(Records from a dataset)
========

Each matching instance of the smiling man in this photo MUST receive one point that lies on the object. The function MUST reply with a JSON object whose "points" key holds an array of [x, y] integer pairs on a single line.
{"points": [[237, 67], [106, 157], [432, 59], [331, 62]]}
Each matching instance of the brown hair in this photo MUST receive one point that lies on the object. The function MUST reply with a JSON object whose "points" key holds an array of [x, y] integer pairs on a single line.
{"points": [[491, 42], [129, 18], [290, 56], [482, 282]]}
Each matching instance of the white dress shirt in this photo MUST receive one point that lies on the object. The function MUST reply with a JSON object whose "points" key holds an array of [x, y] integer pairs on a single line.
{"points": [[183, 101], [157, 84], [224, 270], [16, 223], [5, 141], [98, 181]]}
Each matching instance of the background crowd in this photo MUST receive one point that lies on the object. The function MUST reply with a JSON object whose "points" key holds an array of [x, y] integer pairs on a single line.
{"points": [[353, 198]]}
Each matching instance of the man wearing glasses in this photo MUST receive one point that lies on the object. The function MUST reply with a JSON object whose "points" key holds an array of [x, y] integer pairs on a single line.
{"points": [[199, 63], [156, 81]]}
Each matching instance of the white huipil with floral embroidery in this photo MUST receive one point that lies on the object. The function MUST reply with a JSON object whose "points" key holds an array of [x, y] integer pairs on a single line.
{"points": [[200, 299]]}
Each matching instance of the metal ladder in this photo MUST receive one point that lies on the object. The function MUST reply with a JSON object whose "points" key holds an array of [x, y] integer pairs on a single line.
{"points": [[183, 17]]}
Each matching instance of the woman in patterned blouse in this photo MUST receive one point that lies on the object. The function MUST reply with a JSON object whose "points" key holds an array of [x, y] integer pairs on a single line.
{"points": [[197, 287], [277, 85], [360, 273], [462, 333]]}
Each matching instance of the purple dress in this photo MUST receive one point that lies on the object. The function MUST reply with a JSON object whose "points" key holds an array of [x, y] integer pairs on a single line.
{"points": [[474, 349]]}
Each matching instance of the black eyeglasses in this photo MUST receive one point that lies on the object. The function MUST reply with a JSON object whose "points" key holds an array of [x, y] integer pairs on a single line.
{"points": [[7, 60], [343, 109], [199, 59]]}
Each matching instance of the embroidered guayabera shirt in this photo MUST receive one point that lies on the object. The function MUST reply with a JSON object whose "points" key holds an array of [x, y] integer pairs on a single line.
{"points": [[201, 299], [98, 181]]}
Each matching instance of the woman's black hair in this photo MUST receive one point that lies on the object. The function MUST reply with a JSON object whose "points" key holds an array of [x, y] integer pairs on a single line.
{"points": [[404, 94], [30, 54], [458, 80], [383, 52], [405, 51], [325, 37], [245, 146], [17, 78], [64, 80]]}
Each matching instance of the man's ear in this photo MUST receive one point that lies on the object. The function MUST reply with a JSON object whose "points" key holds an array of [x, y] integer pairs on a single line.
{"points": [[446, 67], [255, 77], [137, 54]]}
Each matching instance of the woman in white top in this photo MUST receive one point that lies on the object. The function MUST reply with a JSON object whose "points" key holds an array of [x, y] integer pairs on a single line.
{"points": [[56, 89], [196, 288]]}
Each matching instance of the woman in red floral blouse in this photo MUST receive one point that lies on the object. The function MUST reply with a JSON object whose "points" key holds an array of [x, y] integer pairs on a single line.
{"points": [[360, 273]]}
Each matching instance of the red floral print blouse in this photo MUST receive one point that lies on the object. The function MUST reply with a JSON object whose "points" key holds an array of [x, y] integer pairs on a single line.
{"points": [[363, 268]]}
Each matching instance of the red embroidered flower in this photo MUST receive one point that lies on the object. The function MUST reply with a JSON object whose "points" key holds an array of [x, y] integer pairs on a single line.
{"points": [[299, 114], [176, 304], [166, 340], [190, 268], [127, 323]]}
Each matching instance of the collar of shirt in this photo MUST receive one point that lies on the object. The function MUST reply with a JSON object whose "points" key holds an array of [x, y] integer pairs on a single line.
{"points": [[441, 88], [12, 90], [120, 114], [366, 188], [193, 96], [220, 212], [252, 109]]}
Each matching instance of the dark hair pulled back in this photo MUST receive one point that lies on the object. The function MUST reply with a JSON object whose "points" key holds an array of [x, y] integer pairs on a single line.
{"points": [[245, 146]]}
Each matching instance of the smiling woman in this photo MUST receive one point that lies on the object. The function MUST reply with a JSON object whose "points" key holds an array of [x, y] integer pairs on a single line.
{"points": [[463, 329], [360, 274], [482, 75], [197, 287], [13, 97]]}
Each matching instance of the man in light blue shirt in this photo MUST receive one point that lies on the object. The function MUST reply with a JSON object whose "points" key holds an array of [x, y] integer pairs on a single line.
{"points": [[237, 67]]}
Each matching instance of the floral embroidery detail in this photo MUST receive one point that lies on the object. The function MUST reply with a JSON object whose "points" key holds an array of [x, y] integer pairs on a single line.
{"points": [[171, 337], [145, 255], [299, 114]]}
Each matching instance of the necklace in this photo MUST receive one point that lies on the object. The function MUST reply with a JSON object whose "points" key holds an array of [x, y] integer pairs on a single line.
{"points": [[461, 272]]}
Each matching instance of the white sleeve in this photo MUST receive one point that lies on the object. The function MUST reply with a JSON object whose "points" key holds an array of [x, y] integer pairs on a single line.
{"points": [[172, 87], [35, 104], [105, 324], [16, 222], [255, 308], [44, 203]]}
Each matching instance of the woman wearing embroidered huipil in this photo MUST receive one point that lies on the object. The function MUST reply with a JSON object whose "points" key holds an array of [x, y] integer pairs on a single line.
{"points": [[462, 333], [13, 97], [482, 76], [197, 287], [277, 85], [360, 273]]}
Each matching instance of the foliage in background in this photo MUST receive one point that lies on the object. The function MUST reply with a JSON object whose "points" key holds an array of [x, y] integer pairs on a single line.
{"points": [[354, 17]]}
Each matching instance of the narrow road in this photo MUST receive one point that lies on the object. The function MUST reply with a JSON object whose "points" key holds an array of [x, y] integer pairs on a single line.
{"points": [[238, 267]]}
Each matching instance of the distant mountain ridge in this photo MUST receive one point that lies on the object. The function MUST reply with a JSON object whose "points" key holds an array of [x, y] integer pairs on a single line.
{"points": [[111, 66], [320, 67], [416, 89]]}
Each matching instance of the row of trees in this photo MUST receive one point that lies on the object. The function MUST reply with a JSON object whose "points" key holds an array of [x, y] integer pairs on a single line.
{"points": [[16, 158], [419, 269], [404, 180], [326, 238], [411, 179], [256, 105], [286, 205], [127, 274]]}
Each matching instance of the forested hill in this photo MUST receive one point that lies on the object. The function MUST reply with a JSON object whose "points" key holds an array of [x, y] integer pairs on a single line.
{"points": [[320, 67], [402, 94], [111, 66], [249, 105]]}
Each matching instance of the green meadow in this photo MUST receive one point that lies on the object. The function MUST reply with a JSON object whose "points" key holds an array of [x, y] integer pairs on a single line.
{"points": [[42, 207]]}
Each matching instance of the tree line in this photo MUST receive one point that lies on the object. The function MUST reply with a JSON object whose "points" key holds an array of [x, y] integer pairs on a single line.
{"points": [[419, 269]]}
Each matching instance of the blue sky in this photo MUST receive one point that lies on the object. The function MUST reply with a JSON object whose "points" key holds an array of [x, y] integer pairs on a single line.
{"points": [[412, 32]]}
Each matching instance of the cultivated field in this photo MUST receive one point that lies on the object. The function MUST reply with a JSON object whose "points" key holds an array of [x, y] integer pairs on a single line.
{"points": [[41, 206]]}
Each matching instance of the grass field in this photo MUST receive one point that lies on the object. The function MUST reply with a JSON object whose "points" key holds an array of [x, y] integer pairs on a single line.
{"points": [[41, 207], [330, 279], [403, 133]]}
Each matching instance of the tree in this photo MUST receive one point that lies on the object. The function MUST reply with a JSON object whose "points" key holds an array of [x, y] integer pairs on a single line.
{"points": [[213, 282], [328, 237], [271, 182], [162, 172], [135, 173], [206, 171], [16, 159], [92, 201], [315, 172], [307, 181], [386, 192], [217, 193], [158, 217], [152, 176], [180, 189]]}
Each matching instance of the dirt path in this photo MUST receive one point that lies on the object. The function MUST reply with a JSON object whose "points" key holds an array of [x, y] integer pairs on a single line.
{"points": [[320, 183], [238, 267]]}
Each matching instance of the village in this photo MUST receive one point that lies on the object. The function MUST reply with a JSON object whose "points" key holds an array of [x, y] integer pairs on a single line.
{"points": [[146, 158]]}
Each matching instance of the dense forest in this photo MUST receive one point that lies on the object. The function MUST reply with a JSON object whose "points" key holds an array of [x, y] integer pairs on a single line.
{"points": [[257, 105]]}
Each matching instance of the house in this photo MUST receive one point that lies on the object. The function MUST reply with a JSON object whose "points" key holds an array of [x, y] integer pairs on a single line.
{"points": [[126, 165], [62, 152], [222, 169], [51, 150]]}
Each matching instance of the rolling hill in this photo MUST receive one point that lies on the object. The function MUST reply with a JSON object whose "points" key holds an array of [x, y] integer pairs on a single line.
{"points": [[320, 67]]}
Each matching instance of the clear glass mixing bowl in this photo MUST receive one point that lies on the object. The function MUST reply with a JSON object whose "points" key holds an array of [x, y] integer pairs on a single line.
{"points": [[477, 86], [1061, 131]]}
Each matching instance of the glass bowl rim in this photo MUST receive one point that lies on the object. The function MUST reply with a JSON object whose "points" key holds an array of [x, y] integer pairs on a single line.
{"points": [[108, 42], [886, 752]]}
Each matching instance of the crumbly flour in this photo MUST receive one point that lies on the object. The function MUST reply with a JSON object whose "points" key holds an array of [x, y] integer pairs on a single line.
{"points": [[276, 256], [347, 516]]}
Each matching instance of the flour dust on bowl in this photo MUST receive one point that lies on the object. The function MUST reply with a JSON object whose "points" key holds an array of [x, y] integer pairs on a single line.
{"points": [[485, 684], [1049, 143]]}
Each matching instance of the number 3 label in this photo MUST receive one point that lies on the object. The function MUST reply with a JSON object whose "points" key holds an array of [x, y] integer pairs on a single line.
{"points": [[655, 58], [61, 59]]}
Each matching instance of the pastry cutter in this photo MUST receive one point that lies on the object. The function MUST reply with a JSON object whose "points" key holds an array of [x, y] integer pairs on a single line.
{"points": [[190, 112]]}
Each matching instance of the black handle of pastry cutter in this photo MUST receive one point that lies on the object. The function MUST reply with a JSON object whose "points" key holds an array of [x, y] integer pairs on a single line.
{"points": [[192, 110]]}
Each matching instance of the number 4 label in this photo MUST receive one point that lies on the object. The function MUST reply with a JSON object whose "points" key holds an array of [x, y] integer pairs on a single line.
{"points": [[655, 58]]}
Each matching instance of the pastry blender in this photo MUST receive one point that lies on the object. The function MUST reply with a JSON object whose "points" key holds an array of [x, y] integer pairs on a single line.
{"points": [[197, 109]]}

========

> [Description of the task]:
Reproduce the lines of the entries above exactly, but only from the line containing "Each matching instance of the number 4" through the final line.

> [Right answer]:
Each matching instance of the number 4 label in this photo MUST receive one point that lies on the object. The function MUST reply with a JSON object whose "points" key holds an array of [x, y] integer pairs on a single line.
{"points": [[655, 58]]}
Each matching instance of the pastry blender in this photo MUST receive one point that lies on the object. The function MUST reply with a JSON object whose "points" key holds an array of [x, y] integer pairs on a single line.
{"points": [[197, 109]]}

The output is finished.